Source records:
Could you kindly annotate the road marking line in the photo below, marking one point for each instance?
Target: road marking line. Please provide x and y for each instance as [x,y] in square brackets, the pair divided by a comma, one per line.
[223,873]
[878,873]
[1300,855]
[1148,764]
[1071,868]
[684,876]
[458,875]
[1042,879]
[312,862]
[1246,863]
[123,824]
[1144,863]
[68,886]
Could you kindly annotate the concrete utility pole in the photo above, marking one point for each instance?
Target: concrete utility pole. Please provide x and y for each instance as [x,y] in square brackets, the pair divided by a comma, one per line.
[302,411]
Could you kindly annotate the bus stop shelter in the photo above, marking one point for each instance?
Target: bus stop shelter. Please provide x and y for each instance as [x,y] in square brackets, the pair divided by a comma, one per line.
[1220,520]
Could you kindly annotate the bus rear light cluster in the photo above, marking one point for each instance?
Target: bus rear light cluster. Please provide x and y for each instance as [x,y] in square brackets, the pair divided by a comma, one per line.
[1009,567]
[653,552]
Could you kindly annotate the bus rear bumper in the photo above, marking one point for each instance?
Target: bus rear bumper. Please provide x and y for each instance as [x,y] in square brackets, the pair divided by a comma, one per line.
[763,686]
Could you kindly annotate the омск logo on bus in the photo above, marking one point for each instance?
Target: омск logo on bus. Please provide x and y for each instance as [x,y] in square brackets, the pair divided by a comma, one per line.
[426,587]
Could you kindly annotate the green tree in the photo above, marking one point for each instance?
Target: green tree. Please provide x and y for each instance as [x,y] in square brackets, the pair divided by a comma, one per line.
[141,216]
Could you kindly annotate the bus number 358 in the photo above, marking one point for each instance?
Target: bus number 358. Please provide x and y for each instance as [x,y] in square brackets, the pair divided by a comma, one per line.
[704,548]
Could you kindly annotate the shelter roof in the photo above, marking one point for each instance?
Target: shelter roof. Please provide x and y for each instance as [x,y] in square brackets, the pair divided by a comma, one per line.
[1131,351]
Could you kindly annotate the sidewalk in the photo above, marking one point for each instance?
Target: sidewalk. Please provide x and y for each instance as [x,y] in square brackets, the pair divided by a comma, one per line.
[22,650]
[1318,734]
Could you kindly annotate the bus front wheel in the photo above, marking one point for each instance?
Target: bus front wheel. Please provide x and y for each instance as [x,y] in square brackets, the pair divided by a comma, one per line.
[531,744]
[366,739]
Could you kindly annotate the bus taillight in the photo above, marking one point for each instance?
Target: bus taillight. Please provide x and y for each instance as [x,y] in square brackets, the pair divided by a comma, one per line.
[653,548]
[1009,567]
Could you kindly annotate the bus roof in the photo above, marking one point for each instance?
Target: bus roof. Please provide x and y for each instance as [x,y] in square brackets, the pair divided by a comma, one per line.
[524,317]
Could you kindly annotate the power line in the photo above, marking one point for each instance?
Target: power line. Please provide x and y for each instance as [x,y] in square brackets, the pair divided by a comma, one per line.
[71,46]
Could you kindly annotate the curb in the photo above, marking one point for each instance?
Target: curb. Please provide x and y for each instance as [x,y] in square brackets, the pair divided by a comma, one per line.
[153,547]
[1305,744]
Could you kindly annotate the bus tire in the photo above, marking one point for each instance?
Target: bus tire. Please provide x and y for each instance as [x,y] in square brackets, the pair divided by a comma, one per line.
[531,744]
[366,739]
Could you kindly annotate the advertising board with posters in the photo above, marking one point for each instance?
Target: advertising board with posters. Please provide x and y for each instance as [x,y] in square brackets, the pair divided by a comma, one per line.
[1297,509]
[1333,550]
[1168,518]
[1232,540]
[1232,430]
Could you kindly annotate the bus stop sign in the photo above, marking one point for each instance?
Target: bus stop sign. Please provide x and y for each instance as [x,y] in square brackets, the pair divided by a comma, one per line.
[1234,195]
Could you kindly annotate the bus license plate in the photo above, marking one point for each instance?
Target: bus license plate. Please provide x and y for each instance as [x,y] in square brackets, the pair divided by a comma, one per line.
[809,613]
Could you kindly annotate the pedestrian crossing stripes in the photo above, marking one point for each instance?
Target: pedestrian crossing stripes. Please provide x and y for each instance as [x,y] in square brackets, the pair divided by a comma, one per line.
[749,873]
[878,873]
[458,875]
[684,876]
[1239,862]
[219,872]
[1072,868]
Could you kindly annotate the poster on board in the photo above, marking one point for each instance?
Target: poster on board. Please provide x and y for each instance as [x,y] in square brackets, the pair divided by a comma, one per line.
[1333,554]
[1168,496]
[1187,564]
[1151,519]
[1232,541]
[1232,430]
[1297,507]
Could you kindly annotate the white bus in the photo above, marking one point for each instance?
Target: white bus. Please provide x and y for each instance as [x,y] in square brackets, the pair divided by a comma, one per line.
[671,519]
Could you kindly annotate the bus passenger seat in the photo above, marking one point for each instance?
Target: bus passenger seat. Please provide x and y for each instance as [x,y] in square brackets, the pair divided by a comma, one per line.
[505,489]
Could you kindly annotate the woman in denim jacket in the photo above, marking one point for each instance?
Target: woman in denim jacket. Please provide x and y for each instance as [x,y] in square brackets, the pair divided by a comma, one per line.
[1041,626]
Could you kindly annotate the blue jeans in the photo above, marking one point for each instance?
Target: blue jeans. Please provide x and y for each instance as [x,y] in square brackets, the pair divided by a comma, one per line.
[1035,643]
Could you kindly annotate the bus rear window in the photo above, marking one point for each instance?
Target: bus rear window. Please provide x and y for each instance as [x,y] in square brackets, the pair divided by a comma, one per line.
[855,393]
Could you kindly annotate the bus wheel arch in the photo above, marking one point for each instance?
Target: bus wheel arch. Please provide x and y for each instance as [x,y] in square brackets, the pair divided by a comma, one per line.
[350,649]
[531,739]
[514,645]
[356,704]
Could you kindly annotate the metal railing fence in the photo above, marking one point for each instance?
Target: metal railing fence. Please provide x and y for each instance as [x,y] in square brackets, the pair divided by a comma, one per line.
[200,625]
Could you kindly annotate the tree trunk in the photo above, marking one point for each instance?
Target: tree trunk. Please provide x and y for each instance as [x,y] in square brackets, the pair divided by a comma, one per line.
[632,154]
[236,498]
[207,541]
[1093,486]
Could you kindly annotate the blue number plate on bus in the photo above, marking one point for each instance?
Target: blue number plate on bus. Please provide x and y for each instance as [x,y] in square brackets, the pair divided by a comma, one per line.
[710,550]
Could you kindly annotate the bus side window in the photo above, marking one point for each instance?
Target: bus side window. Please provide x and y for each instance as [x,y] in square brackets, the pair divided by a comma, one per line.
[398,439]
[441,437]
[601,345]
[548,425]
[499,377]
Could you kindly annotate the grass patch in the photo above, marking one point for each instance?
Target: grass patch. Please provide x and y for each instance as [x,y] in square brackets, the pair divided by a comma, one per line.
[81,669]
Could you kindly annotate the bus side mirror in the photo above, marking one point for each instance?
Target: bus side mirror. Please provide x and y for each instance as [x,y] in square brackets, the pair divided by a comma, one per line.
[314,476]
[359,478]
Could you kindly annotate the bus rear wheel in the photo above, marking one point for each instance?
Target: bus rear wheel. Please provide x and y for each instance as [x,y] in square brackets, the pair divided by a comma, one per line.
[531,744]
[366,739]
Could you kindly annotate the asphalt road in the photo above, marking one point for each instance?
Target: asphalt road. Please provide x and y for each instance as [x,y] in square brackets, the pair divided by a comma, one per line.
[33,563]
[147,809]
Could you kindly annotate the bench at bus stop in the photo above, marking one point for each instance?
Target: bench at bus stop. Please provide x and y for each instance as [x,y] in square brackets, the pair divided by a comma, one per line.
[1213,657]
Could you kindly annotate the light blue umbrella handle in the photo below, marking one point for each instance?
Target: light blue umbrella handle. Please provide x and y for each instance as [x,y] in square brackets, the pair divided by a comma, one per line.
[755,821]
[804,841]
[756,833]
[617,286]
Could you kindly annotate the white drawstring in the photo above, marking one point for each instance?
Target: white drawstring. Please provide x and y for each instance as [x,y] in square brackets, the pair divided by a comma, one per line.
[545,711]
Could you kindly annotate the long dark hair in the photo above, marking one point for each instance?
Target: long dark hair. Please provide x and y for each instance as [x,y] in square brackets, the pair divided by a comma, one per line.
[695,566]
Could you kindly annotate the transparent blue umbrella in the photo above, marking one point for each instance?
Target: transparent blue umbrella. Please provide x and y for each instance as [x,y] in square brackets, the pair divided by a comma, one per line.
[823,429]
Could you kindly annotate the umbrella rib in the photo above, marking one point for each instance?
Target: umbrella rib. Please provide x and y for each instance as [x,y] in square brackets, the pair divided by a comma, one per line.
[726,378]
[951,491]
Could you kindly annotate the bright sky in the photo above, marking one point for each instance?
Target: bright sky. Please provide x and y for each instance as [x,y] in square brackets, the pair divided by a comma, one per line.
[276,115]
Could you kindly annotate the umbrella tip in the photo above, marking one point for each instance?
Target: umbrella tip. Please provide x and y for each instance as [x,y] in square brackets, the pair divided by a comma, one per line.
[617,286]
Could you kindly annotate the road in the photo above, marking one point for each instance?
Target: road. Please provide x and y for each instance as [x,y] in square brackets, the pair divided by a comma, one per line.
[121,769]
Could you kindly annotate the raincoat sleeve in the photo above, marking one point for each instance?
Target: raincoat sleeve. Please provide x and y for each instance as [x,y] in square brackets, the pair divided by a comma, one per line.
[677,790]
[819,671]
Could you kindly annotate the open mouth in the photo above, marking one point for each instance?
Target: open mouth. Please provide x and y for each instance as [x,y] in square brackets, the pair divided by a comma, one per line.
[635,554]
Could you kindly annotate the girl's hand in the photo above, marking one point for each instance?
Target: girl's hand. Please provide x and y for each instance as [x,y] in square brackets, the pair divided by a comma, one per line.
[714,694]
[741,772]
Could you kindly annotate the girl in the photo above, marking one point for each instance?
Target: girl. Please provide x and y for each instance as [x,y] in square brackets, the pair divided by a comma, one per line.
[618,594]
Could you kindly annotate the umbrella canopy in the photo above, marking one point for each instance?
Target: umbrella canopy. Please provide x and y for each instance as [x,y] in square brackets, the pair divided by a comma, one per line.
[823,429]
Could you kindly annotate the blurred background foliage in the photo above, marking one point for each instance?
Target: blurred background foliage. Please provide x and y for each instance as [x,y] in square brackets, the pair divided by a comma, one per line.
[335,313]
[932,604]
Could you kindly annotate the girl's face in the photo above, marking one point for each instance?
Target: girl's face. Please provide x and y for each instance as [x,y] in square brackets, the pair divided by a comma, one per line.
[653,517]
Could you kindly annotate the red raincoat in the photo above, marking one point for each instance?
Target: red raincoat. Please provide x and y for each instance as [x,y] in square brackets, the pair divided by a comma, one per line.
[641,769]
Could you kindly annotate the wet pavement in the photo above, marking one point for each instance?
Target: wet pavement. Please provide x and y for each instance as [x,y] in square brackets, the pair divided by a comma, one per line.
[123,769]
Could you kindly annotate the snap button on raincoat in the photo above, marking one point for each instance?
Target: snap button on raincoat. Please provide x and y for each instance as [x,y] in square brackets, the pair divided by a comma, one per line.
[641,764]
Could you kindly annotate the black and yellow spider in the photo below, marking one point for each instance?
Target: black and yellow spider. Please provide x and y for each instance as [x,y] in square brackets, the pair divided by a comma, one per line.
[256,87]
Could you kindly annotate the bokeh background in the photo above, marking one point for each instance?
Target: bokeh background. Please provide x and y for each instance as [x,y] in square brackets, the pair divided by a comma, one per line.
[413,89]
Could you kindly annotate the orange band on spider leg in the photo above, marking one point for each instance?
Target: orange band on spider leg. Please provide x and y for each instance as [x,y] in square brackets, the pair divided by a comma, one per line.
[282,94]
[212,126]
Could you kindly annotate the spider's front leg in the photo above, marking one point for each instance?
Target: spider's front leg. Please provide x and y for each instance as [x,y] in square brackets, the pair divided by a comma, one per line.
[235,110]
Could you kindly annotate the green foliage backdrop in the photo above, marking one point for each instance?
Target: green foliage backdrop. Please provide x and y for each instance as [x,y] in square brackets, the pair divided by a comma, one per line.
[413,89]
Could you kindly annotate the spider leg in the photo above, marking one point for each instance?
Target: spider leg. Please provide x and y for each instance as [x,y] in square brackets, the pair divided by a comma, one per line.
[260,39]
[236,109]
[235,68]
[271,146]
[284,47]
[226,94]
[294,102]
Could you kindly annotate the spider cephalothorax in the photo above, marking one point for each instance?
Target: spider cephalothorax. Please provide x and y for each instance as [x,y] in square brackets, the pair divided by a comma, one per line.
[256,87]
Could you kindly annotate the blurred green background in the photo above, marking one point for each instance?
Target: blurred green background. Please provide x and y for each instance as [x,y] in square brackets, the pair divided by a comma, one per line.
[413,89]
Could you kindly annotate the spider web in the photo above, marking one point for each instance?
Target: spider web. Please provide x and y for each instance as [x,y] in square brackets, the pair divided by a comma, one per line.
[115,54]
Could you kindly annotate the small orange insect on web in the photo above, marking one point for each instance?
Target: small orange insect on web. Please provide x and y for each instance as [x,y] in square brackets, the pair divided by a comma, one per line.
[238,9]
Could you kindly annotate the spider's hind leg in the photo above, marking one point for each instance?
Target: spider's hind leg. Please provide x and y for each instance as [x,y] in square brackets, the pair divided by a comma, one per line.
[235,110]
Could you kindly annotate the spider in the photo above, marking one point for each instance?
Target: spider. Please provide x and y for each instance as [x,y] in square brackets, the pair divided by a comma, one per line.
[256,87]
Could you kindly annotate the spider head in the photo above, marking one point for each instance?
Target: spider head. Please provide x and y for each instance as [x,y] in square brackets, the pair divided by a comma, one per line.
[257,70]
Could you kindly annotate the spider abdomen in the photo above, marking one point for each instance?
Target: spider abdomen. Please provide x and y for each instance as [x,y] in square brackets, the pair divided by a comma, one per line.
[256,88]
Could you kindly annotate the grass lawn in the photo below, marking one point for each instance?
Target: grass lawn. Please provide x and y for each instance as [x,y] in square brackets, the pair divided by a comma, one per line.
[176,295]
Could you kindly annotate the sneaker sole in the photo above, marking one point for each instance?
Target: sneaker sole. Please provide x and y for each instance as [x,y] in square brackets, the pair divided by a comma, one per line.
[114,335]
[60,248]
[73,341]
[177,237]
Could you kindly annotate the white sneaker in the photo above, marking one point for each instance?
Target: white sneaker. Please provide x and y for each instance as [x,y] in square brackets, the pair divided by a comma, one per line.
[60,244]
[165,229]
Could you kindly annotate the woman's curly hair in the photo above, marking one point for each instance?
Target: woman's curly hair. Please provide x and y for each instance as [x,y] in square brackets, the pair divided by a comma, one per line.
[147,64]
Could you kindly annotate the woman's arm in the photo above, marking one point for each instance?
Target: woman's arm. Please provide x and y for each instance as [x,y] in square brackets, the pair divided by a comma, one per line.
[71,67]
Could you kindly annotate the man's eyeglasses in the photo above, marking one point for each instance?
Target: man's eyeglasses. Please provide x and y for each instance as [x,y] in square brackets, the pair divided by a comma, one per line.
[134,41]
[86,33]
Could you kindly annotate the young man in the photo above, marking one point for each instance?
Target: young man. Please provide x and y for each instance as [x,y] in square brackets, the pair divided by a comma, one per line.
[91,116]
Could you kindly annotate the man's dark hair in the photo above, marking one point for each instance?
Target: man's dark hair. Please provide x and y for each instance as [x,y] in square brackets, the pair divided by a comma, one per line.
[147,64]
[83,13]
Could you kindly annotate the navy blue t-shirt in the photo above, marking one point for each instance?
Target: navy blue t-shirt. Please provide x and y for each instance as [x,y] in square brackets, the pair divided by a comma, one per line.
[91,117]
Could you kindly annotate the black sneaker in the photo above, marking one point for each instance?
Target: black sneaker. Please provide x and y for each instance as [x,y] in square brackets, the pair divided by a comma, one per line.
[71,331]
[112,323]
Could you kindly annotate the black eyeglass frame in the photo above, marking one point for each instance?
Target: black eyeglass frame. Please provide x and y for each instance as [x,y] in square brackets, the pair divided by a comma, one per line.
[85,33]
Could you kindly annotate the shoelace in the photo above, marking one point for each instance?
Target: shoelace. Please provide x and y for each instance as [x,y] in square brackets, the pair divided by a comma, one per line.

Aim of the exercise: Return exactly the lines from the one containing "Could you kindly annotate the black eyeglass" through the last line of the records above, both included, and nothing else.

Problem solution:
Could you kindly annotate the black eyeglass frame in the photo above, marking one point for each instance?
Target: black eyeglass frame. Please provide x and y for each instance as [x,y] in square brackets, the pair divided by a comma, one per line.
[85,33]
Could you kindly annotate the shoelace in the photo above, marking one point for each instance?
Target: shoelace. Please provide x and y for each instance as [x,y] in square brackets, the pair divided by a comma, one per line.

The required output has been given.